* Problem to work on
Everything in the listing below should be repeated exactly.

* Data supplied

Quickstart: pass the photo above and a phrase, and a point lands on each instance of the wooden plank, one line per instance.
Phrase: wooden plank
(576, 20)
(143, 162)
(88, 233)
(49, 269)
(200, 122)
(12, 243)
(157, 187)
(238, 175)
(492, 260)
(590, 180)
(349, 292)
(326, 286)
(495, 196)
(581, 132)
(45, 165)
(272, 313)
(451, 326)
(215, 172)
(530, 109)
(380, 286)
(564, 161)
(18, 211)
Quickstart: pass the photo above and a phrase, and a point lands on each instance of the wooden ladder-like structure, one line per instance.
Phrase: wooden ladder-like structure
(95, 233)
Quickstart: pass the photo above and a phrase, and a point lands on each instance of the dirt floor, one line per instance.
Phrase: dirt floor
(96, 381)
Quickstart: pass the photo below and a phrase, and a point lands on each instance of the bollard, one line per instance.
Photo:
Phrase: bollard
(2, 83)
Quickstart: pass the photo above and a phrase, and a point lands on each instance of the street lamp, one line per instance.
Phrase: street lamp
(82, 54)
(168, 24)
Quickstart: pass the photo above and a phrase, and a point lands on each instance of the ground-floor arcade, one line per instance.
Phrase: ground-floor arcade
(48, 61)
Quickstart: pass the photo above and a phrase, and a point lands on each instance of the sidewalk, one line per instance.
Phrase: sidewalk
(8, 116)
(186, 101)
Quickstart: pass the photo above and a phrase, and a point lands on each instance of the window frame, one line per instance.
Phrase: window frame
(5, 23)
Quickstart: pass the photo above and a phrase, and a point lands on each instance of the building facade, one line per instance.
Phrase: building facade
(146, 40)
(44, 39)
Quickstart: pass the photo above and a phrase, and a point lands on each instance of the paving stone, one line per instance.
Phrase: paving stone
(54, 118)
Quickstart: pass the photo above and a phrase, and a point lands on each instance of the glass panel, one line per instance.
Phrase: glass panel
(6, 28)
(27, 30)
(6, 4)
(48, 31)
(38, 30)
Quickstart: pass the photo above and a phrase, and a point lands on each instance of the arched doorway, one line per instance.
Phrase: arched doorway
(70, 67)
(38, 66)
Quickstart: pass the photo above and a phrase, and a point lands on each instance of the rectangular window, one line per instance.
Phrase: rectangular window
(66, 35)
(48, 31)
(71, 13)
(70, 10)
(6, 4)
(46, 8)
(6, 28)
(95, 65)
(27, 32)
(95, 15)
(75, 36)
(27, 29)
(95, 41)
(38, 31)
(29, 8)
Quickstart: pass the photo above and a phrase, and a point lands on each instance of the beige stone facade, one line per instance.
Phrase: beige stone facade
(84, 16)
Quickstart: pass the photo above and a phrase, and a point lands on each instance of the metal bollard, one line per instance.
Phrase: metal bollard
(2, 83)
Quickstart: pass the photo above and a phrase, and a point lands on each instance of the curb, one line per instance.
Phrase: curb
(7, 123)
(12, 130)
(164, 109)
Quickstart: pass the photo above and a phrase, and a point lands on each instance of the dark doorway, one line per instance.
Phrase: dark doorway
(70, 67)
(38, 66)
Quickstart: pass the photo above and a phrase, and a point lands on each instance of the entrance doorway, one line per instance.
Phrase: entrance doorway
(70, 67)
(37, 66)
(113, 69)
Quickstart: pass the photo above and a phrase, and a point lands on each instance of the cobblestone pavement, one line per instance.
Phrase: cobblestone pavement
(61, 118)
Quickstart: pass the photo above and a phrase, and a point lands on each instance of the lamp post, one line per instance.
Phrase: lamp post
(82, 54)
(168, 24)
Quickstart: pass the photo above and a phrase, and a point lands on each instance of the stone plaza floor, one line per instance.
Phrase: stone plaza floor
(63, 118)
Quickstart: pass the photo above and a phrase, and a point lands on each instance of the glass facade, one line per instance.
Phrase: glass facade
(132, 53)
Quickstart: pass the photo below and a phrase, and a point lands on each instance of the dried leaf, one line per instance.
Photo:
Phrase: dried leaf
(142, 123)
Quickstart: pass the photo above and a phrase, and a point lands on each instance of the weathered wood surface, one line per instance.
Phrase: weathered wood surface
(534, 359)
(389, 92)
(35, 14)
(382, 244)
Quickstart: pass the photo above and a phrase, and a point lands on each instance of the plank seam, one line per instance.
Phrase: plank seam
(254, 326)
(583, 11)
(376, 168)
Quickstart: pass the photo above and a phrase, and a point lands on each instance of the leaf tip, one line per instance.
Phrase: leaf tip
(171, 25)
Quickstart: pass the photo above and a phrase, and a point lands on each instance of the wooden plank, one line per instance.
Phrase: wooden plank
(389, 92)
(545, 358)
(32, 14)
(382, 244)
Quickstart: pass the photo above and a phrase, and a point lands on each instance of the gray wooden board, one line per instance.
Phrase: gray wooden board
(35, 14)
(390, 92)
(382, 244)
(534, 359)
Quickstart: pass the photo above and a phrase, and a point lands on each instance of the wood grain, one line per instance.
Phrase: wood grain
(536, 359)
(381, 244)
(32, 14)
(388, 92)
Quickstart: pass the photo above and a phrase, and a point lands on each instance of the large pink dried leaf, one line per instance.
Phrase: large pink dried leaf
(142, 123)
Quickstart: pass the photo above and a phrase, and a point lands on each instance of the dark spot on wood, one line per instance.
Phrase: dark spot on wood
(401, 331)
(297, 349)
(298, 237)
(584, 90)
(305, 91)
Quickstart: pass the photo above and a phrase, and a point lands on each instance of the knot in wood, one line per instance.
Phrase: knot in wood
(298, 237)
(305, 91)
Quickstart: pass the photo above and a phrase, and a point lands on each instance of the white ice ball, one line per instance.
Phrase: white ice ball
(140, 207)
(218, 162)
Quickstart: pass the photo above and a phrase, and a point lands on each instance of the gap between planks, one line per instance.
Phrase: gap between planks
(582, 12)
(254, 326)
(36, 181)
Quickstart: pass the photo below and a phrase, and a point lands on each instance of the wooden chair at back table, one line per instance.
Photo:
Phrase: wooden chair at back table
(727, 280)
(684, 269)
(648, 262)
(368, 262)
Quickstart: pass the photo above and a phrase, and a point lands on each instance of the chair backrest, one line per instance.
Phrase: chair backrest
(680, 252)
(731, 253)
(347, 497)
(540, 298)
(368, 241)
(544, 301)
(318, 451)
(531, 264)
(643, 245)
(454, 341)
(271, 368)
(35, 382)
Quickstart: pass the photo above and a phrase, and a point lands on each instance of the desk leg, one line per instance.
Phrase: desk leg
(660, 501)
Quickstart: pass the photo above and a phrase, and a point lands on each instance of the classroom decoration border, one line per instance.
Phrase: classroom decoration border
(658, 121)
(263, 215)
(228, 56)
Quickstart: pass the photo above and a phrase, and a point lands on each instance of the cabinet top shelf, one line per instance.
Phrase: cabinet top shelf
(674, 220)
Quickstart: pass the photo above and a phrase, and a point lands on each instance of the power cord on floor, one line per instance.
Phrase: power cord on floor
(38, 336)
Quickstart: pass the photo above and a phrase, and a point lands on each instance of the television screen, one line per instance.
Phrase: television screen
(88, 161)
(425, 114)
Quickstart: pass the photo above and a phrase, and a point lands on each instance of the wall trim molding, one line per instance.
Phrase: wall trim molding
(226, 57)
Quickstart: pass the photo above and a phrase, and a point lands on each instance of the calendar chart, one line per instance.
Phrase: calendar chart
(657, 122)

* Solution below
Quickstart: pass the photo above and a phrase, and a point lands on each instance of the wooden plank, one line per instance.
Phrase: wooden plank
(576, 20)
(143, 162)
(88, 233)
(49, 269)
(200, 122)
(12, 243)
(157, 187)
(238, 175)
(492, 260)
(590, 180)
(349, 292)
(326, 286)
(495, 196)
(581, 132)
(45, 165)
(272, 313)
(451, 326)
(215, 172)
(530, 109)
(380, 286)
(564, 161)
(18, 211)
Quickstart: pass the photo above and a phrase, and a point lands on each instance of the wooden ladder-like structure, one line per instance.
Phrase: wooden ladder-like structure
(95, 233)
Quickstart: pass the photo above and a phrase, and a point lands on each instance of the dirt floor, one line per instance.
Phrase: dirt floor
(96, 381)
Quickstart: pass the photo below and a phrase, and a point lands on each instance of the bollard, one line per instance.
Photo:
Phrase: bollard
(2, 83)
Quickstart: pass the photo above and a phrase, and a point lands on each instance of the street lamp, one line per instance.
Phrase: street lamp
(82, 54)
(168, 24)
Quickstart: pass the photo above and a phrase, and a point lands on each instance of the ground-floor arcade, one line per instance.
Phrase: ground-floor arcade
(48, 61)
Quickstart: pass the photo above and a phrase, and a point lands on each instance of the sidewalk, one line per instance.
Phrase: sidewalk
(8, 116)
(186, 101)
Quickstart: pass the photo above and a phrase, and a point lands on each instance of the window frame, one line per instance.
Phrase: window frame
(5, 23)
Quickstart: pass the photo above and a phrase, and a point lands on each instance of the building facade, one line per instance.
Phrase: building facade
(146, 40)
(44, 39)
Quickstart: pass the photo above and a phrase, and a point lands on each instance of the paving stone, one line per instance.
Phrase: paving stone
(54, 118)
Quickstart: pass the photo above and a phrase, and a point lands on each instance of the glass panel, one line per instance.
Phrase: glass panel
(6, 28)
(27, 30)
(6, 4)
(48, 31)
(38, 30)
Quickstart: pass the photo above and a phrase, and a point lands on each instance of the arched doorway, one line per instance.
Phrase: arched doorway
(70, 67)
(38, 66)
Quickstart: pass the photo above and a phrase, and a point lands on each instance of the rectangular window, one line per instance.
Phrase: rectangular window
(66, 35)
(48, 31)
(71, 13)
(70, 10)
(6, 4)
(46, 8)
(6, 28)
(95, 65)
(27, 32)
(95, 15)
(75, 36)
(27, 29)
(95, 41)
(38, 31)
(29, 8)
Quickstart: pass the photo above and a phrase, and a point lands on each instance of the beige stone facade, one line per instance.
Phrase: beige stone facade
(84, 16)
Quickstart: pass the photo above and a phrase, and a point lands on each instance of the metal bollard, one line per instance.
Phrase: metal bollard
(2, 83)
Quickstart: pass the photo above and a phrase, and a point lands on each instance of the curb, one line per instance.
Phrase: curb
(7, 123)
(12, 130)
(164, 109)
Quickstart: pass the photo above and a phrase, and a point lands on each instance of the dark doorway, one line per instance.
Phrase: dark doorway
(70, 67)
(38, 66)
Quickstart: pass the photo above and a phrase, and a point lands on each instance of the entrance doorway, one line per instance.
Phrase: entrance doorway
(70, 67)
(37, 66)
(113, 69)
Quickstart: pass the photo above and a phrase, and a point lands on each instance of the cobblestone pavement, one line per instance.
Phrase: cobblestone pavement
(61, 118)
Quickstart: pass the photo above and a phrase, and a point lands on each instance of the lamp post, one line per instance.
Phrase: lamp post
(82, 54)
(168, 24)
Quickstart: pass the photo above and a phrase, and a point lands on each instance of the stone plaza floor, one line per instance.
Phrase: stone plaza floor
(63, 118)
Quickstart: pass the photo above and a phrase, and a point lands on each instance of the glass facade, one line per instance.
Phrase: glass facade
(132, 53)
Quickstart: pass the photo below and a phrase, and a point lands on each instance of the dried leaf, one line per instance.
Photo:
Phrase: dried leaf
(142, 123)
Quickstart: pass the photo above and a phrase, and a point lands on each instance of the weathered wood surface, one line per instance.
Phrase: weathered wood surface
(534, 359)
(389, 92)
(35, 14)
(382, 244)
Quickstart: pass the photo above and a phrase, and a point lands on each instance of the plank seam, one line per instance.
Phrase: plank seam
(254, 326)
(583, 11)
(376, 168)
Quickstart: pass the photo above and a phrase, and a point lands on each instance of the leaf tip, one line per instance.
Phrase: leaf tip
(171, 25)
Quickstart: pass the photo above and a phrase, and a point lands on each instance of the wooden plank, one line per instance.
Phrase: wooden plank
(389, 92)
(545, 358)
(32, 14)
(382, 244)
Quickstart: pass the photo above and a phrase, and a point lands on each instance of the gray wooden board, one line per instance.
Phrase: gray wooden board
(35, 14)
(390, 92)
(382, 244)
(534, 359)
Quickstart: pass the photo above and a phrase, and a point lands on each instance of the wood grain, one line per instance.
Phrase: wood grain
(536, 359)
(381, 244)
(32, 14)
(388, 92)
Quickstart: pass the photo above and a phrase, and a point lands on each instance of the large pink dried leaf, one line per instance.
Phrase: large pink dried leaf
(142, 123)
Quickstart: pass the photo above and a phrase, and a point lands on each instance of the dark spot on wood, one line per instance.
Phrase: dark spot on wood
(401, 331)
(297, 349)
(298, 237)
(584, 90)
(305, 91)
Quickstart: pass the photo above and a phrase, and a point lands on each instance of the knot in wood, one line per instance.
Phrase: knot in wood
(298, 237)
(305, 91)
Quickstart: pass the photo above and a phrase, and a point lands on each instance of the white ice ball, one line per instance.
Phrase: white ice ball
(140, 207)
(218, 162)
Quickstart: pass the photo above and a phrase, and a point lands on each instance of the gap between planks, one line per instance.
Phrase: gap between planks
(582, 12)
(254, 326)
(36, 181)
Quickstart: pass the photo below and a phrase, and a point lands on each instance of the wooden chair at back table, one line per instance.
Photo:
Phrase: wooden chair at back table
(727, 280)
(684, 269)
(648, 262)
(368, 262)
Quickstart: pass the photo above and a phrase, and a point lands on each instance of the chair backrest, one line per instance.
Phrase: chair backrest
(680, 252)
(731, 253)
(347, 497)
(540, 298)
(368, 241)
(544, 301)
(318, 451)
(531, 264)
(643, 245)
(454, 341)
(271, 368)
(35, 382)
Quickstart: pass the photo above and a phrase, and a point lands on each instance of the desk leg, one line per instance.
Phrase: desk leg
(660, 501)
Quickstart: pass the photo above and a phrase, and a point lands on each instance of the classroom decoration border, one line per instance.
Phrase: classroom decoration border
(658, 121)
(263, 215)
(228, 56)
Quickstart: pass the photo above and a phrase, and a point lands on each instance of the cabinet top shelf, one line per instance.
Phrase: cabinet top shelf
(674, 220)
Quickstart: pass the photo above and a phrase, and a point lands on each instance of the power cord on floor, one line per instance.
Phrase: power cord on floor
(38, 336)
Quickstart: pass the photo above and a phrase, and a point lands on each instance of the television screen, one line per instance.
Phrase: television screen
(88, 161)
(425, 114)
Quickstart: pass the photo above and a phrase, and a point lands on each instance of the wall trim molding, one line per instance.
Phrase: wall trim molding
(226, 57)
Quickstart: pass the photo above and a phrase, and a point lands on each instance of the calendar chart, one line per instance.
Phrase: calendar chart
(657, 122)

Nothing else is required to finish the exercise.